### The input:
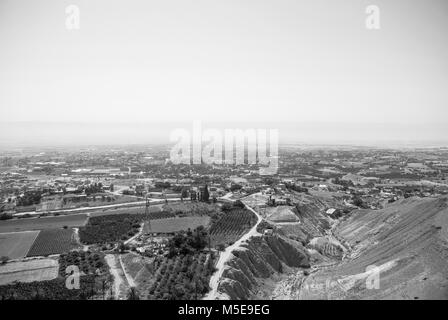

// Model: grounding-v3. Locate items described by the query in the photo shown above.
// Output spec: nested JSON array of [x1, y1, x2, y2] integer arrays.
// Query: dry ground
[[297, 196, 448, 300], [0, 231, 40, 259], [144, 216, 210, 234], [0, 258, 59, 285], [0, 214, 87, 233]]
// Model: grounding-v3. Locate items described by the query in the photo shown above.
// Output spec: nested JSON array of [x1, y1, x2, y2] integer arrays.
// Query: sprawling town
[[1, 145, 448, 300], [2, 145, 448, 217]]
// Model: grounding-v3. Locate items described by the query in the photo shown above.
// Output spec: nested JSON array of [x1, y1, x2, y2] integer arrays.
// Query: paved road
[[12, 198, 186, 217], [204, 202, 262, 300]]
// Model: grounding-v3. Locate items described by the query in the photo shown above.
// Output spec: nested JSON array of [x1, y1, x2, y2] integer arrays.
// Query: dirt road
[[118, 254, 136, 287], [204, 202, 262, 300], [105, 254, 129, 300]]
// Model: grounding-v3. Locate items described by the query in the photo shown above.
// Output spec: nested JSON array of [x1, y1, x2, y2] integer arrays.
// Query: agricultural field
[[0, 214, 88, 233], [79, 213, 144, 244], [90, 204, 164, 218], [120, 253, 151, 281], [147, 210, 176, 220], [120, 226, 215, 300], [162, 202, 220, 217], [0, 231, 40, 260], [89, 202, 217, 220], [119, 253, 154, 293], [0, 258, 59, 286], [26, 228, 79, 257], [144, 216, 210, 234], [209, 208, 257, 246], [0, 274, 100, 300], [58, 250, 108, 276], [142, 252, 215, 300]]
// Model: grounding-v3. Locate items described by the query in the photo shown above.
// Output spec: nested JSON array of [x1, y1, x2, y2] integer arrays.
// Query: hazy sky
[[0, 0, 447, 146]]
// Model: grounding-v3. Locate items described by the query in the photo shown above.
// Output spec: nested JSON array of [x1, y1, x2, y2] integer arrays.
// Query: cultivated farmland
[[79, 213, 144, 244], [89, 204, 163, 218], [209, 208, 257, 246], [147, 210, 176, 220], [144, 216, 210, 234], [59, 250, 108, 276], [0, 214, 88, 233], [0, 231, 40, 260], [143, 252, 215, 300], [26, 228, 79, 257], [162, 202, 219, 217]]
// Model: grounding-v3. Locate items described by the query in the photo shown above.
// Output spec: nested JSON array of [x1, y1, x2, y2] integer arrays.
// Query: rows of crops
[[209, 208, 256, 246], [26, 228, 79, 257], [79, 213, 144, 244], [141, 252, 215, 300]]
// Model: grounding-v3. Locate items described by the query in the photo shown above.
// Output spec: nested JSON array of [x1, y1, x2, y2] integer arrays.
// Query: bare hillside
[[298, 196, 448, 300]]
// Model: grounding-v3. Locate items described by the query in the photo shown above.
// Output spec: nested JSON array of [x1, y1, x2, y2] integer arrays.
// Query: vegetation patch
[[58, 250, 108, 276], [79, 213, 144, 244], [0, 275, 101, 300], [145, 251, 215, 300], [162, 202, 220, 217], [145, 216, 210, 234], [124, 227, 216, 300], [26, 229, 79, 257], [209, 207, 257, 247], [147, 227, 215, 300], [147, 211, 176, 220]]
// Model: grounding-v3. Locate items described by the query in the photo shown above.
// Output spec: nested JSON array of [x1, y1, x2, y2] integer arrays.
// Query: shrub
[[0, 213, 12, 220]]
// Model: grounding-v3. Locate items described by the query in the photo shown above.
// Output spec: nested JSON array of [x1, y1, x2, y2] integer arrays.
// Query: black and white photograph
[[0, 0, 448, 310]]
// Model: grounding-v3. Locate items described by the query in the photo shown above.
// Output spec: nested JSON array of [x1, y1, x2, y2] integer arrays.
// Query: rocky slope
[[217, 235, 310, 299], [298, 196, 448, 299]]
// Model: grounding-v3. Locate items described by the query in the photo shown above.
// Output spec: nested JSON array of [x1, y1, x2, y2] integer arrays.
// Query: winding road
[[204, 202, 262, 300]]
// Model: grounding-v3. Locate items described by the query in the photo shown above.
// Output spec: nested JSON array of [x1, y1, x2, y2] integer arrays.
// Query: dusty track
[[105, 254, 130, 300], [204, 202, 262, 300]]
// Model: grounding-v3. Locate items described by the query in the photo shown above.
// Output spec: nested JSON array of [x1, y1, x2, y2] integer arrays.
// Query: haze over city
[[1, 0, 448, 147]]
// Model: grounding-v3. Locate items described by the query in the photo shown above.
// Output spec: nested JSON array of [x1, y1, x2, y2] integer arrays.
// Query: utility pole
[[145, 195, 151, 233]]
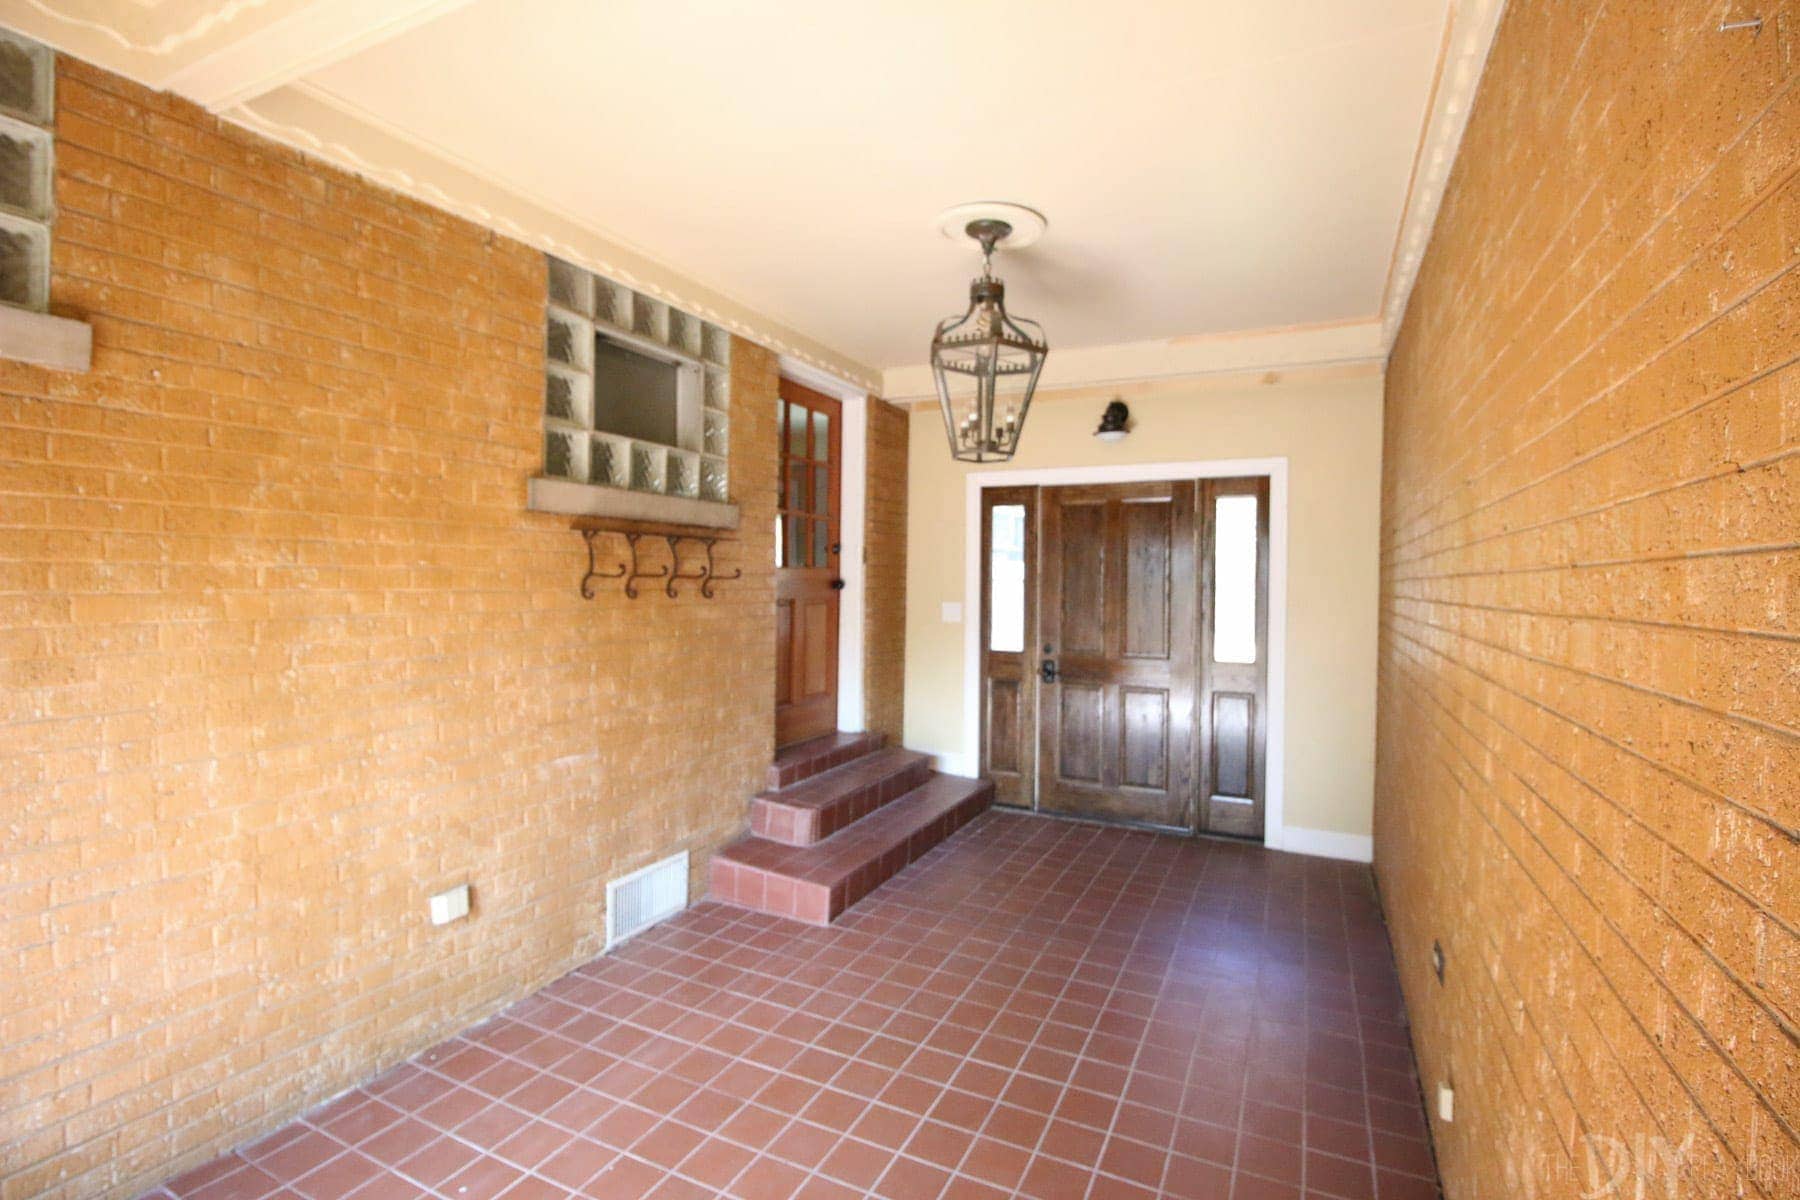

### Work instructions:
Output the full listing above exactly, excluding all pictures.

### Solution for this exercise:
// Model: grounding-v3. Locate items described by the query in the photo shown above.
// Output spec: nested JSON array of [x1, y1, x2, y2] integer arrays.
// Query: dry ground
[[297, 196, 448, 300], [0, 231, 40, 259], [144, 216, 210, 234], [0, 258, 59, 285], [0, 214, 87, 233]]
// Model: grounding-v3. Locate items described by the query in the photo shown above.
// Output spec: nested JSON array of [x1, y1, x2, y2] integer arrays.
// Query: sprawling town
[[1, 145, 448, 300], [2, 145, 448, 217]]
// Model: grounding-v3. Locate items described by the query in the photo shown above.
// Output spec: nested JSON array of [x1, y1, x2, y2] integer arrays.
// Query: paved road
[[12, 198, 186, 217], [204, 202, 262, 300]]
// Model: grounding-v3. Locate items described by the query in the photo shown above.
// Output spec: nested JSON array of [x1, y1, x2, y2] integer arrays.
// Query: dirt road
[[118, 254, 136, 287], [204, 202, 262, 300], [105, 254, 129, 300]]
// Model: grounding-v3. Locate items described by the query in the photo shown above.
// Output spec: nested JSON array of [x1, y1, x2, y2] integer arrays.
// Query: agricultural field
[[0, 214, 88, 233], [79, 213, 144, 244], [90, 204, 164, 218], [120, 253, 151, 281], [147, 210, 176, 220], [120, 226, 215, 300], [162, 202, 220, 217], [0, 231, 40, 260], [89, 202, 217, 220], [119, 253, 154, 293], [0, 258, 59, 286], [26, 228, 79, 257], [144, 216, 210, 234], [209, 208, 257, 246], [0, 274, 100, 300], [58, 250, 108, 276], [142, 252, 215, 300]]
// Model: grounding-v3. Locate items described by the query in the photo shown above.
// Output spec: nested JSON array of [x1, y1, x2, y2] integer arrays.
// Query: hazy sky
[[0, 0, 447, 146]]
// Model: grounding-v3. Locate items described by the query in the photo shown above.
// Output spec: nested JSON array of [x1, y1, x2, y2] integer arrays.
// Query: cultivated farmland
[[79, 213, 144, 244], [89, 204, 163, 218], [209, 208, 257, 246], [147, 210, 176, 220], [144, 216, 210, 234], [59, 250, 108, 276], [0, 214, 88, 233], [0, 231, 40, 260], [143, 252, 215, 300], [26, 228, 79, 257], [162, 202, 219, 217]]
// Model: grounding-v3. Locate items described by the query in the photo shown above.
// Output spec: nested JSON array of [x1, y1, x2, y2] integer arrays.
// Query: rows of crops
[[209, 208, 256, 246], [26, 228, 79, 257], [79, 213, 144, 244], [141, 252, 215, 300]]
// Model: grounding-v3. Locate items described by the query in the photo shown above.
// Output spec: nested JSON array of [x1, y1, x2, y2] integer arrays.
// Query: bare hillside
[[298, 196, 448, 300]]
// Model: grounding-v3. Locate items described by the query in the photo shown above.
// Output spec: nested JSON array of [x1, y1, x2, y2] integer arrays.
// Query: vegetation patch
[[58, 250, 108, 276], [79, 213, 144, 244], [0, 275, 101, 300], [145, 251, 215, 300], [162, 202, 220, 217], [145, 216, 210, 234], [124, 227, 216, 300], [26, 229, 79, 257], [209, 207, 257, 247], [147, 227, 215, 300], [147, 211, 176, 220]]
// Model: grounding-v3. Locate items described by the query in the photo shown above.
// Output spec: nested JSON array of [x1, y1, x2, y2] integer arrays.
// Query: shrub
[[0, 213, 12, 220]]
// Model: grounding-v3. Locate items described by the query in the photo shown above.
// Output spec: nested JSON array of [x1, y1, x2, y2] integer arrays.
// Query: black and white photograph
[[0, 0, 448, 310]]
// Model: grounding-v3. Locate items described by the query in the photo shown above.
// Output spec: nested JSON array of [x1, y1, x2, y2] integer arrays.
// Query: rocky slope
[[217, 235, 310, 299], [298, 196, 448, 299]]
// Model: grounding-v3. Locate items described by the query in the photo shown above.
// Output spec: nested JSON array of [x1, y1, x2, y2] integer arrays.
// Query: winding road
[[204, 202, 262, 300]]
// Model: grounding-v3. Locate items described by the query in the photo shown above.
// Output spec: nested JSON array of [x1, y1, x2, y2] integer arrays.
// Query: dusty track
[[105, 254, 130, 300], [204, 202, 262, 300]]
// Model: grounding-v3. Locate items described by the query in the photo shown above.
// Output spec: nested JSON array of [x1, y1, x2, y2] integer arrays.
// Query: haze over city
[[1, 0, 448, 147]]
// Model: grounding-v3. Locate items described by the query in the photo shown above.
// Output spec: nested JSON array of [x1, y1, x2, y2] integer arrays.
// Query: utility pole
[[145, 195, 151, 233]]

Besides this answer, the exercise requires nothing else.